## Problem details
Return, exactly as written, all lines from the line containing "with the distant" to the end of the entries below, with both ends included.

## Recorded data

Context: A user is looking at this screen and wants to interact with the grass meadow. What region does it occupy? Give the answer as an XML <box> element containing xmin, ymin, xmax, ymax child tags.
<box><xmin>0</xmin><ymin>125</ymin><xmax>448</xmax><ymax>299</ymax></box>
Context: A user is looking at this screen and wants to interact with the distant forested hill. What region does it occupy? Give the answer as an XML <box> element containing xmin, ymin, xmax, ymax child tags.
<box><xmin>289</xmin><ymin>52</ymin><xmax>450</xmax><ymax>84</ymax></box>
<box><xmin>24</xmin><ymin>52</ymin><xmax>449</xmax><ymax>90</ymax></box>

## Expected answer
Context: A user is looking at this screen and wants to interact with the distant forested hill. What region does it occupy? Give the answer as an XML <box> element containing xmin, ymin, xmax, ymax child tags.
<box><xmin>289</xmin><ymin>52</ymin><xmax>450</xmax><ymax>84</ymax></box>
<box><xmin>24</xmin><ymin>52</ymin><xmax>449</xmax><ymax>90</ymax></box>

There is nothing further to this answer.